[TO DO]:
1. Rewrite the section of the datasinks page starting at "<name>.workdir" and ending at "closed files to.", changing "working directory" to "staging directory".
2. Go on with the datasinks page from its final line.

[SOURCE TEXT]:

_____

Datasinks

Contents / Java Edition / User Guide / Agent / Datasinks

Datasinks

The following section describes all available datasinks. The MyARM agent implementation and the myarmdaemon are using datasinks to export measured ARM data to a configured datasink destination.

Null datasink

The null datasink in reality is a no operation datasink. Say you have setup a complete environment with ARM instrumentation enabled, but in some circumstances you want no transactions to be measured. Just configure the use of this null datasink and no data will be recorded at all:

# agent uses a datasink named noop
agent.sink.name = noop
# noop defines a null datasink type
noop.type = null

Database datasinks

The following database datasinks are supported in this edition:

SQLite datasink

The sqlite3 datasink uses the SQLite database as described in SQLite database.

MySQL datasink

The mysql datasink uses the MySQL database as described in section MySQL database.

Archive datasink

The archive datasink is used to store measured ARM data into a set of binary files. File names will include a timestamp based on ARM data.

In addition to the standard datasink and the basic archive properties the archive datasink uses the following properties:

<name>.file
set up sqlite3 archive database used within the archive datasink.

Default is ${MYARM_VARLIB_DIR}/myarm_archive.db.

<name>.workdir
set up working directory for the archive datasink. This directory is used to create files and populate them with appropriate timed ARM data during execution. Each file is moved to the directory configured with the <name>.archivedir property if one of the following conditions are met:
  1. The file size exceeds the size configured with the <name>.max_size property
  2. The number of seconds since file creation exceeds the configured <name>.move_interval value

Default is ${MYARM_VARLIB_DIR}/archive/work/.

<name>.archivedir
Base archive directory to move closed files to.

Default is ${MYARM_VARLIB_DIR}/archive/final/.

<name>.max_size
Maximum number of bytes for an archive file. If this limit is reached the archive file is closed and a new file is created.

Default is 1MiB (1 megabyte), minimum is 128KiB (128 kilobyte), maximum is 2GiB (2 gigabyte).

<name>.max_open_files
specifies the maximum number of open files. If more files are needed the least recently used file is closed.

Default is 60, minimum is 30, maximum is 300.

_____

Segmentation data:
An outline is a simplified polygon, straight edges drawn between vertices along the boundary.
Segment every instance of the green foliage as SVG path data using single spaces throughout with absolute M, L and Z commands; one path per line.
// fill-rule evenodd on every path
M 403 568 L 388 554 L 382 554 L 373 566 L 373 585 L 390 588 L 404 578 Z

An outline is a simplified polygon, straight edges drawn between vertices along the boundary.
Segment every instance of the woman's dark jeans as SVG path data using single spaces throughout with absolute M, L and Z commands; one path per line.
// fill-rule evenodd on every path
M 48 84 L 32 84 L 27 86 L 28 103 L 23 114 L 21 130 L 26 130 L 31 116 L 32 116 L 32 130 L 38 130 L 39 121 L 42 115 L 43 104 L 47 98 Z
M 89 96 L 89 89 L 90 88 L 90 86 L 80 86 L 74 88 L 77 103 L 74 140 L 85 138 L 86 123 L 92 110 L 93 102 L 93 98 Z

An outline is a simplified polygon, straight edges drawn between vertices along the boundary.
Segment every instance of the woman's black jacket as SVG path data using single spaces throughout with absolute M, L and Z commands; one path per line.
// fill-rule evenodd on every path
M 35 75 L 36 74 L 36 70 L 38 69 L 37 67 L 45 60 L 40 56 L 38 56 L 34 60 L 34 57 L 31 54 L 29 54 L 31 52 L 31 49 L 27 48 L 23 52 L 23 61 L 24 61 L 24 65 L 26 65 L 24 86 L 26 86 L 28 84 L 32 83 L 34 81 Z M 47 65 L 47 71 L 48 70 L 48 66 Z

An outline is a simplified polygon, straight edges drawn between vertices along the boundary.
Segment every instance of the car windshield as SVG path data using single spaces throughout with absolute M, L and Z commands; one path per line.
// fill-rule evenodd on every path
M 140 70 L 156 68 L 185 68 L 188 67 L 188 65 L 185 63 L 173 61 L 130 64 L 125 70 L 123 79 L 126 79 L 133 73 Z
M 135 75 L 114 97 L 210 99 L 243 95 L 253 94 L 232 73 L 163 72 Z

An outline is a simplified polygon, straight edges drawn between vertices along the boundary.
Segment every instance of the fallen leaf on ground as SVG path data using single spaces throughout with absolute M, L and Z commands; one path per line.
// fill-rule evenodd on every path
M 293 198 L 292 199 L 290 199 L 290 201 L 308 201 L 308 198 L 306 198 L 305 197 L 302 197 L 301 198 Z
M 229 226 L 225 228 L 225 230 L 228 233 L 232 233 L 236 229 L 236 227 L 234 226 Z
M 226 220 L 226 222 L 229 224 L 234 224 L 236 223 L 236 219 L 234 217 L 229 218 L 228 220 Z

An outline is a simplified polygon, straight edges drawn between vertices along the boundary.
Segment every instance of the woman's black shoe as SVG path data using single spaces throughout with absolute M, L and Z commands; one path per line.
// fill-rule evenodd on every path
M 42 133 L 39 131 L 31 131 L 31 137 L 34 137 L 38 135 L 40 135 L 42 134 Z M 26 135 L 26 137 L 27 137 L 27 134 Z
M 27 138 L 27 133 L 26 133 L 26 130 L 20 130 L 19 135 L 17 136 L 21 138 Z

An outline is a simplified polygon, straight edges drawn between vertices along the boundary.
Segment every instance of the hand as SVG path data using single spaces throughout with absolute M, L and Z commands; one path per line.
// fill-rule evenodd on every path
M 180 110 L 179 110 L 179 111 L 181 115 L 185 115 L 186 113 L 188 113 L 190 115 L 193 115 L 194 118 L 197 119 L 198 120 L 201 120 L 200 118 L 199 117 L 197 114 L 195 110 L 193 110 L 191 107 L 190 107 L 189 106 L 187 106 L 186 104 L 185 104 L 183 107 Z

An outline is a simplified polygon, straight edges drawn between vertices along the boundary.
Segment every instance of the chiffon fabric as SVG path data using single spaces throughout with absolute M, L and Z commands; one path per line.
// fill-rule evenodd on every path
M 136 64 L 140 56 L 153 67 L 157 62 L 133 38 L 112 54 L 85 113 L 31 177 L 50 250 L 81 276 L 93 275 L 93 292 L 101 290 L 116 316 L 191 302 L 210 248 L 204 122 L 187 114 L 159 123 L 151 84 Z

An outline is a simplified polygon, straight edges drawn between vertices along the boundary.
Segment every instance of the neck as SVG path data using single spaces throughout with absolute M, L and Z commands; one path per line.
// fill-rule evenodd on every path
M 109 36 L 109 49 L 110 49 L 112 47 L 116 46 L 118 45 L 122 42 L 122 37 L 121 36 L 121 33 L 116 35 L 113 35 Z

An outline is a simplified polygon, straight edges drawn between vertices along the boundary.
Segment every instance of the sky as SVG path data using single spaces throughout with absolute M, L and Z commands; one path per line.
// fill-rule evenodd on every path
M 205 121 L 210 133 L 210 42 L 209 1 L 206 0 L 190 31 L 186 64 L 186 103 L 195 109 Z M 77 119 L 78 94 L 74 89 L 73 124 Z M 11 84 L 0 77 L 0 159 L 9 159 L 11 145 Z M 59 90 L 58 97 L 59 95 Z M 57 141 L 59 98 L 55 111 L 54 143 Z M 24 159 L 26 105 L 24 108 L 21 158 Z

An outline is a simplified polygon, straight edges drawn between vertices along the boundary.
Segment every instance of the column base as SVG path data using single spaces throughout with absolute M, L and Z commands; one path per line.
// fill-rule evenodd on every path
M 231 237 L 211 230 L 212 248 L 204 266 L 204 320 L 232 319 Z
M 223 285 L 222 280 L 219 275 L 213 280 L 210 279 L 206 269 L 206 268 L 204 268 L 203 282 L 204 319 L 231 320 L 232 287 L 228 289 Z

_____

[FINAL ANSWERS]:
1.
<name>.workdir
set up staging directory for the archive datasink. This directory is used to create files and populate them with appropriate timed ARM data during execution. Each file is moved to the directory configured with the <name>.archivedir property if one of the following conditions are met:
  1. The file size exceeds the size configured with the <name>.max_size property
  2. The number of seconds since file creation exceeds the configured <name>.move_interval value

Default is ${MYARM_VARLIB_DIR}/archive/work/.

<name>.archivedir
Base archive directory to move closed files to.

2.
<name>.move_interval
time interval in seconds used to move archive files from workdir to the <name>.archivedir.

Default is 1m (1 minute), minimum is 30s (30 seconds), maximum is 5m (5 minutes).

<name>.zstandard
compress archive files using zstandard library. The suffix .zst will be appended to the file name.

Default is false.

Configuration example

daemon.sink.name = sink_archive
# set up sink type
sink_archive.type = "archive"
# set up sqlite3 archive database used within archive datasink
sink_archive.file = "$MYARM_VARLIB_DIR/myarm_archive.db"
# set up work directory for archive datasink
sink_archive.workdir = "$MYARM_VARLIB_DIR/archive/work/"
# base archive directory to move closed files to
sink_archive.archivedir = "$MYARM_VARLIB_DIR/archive/final/"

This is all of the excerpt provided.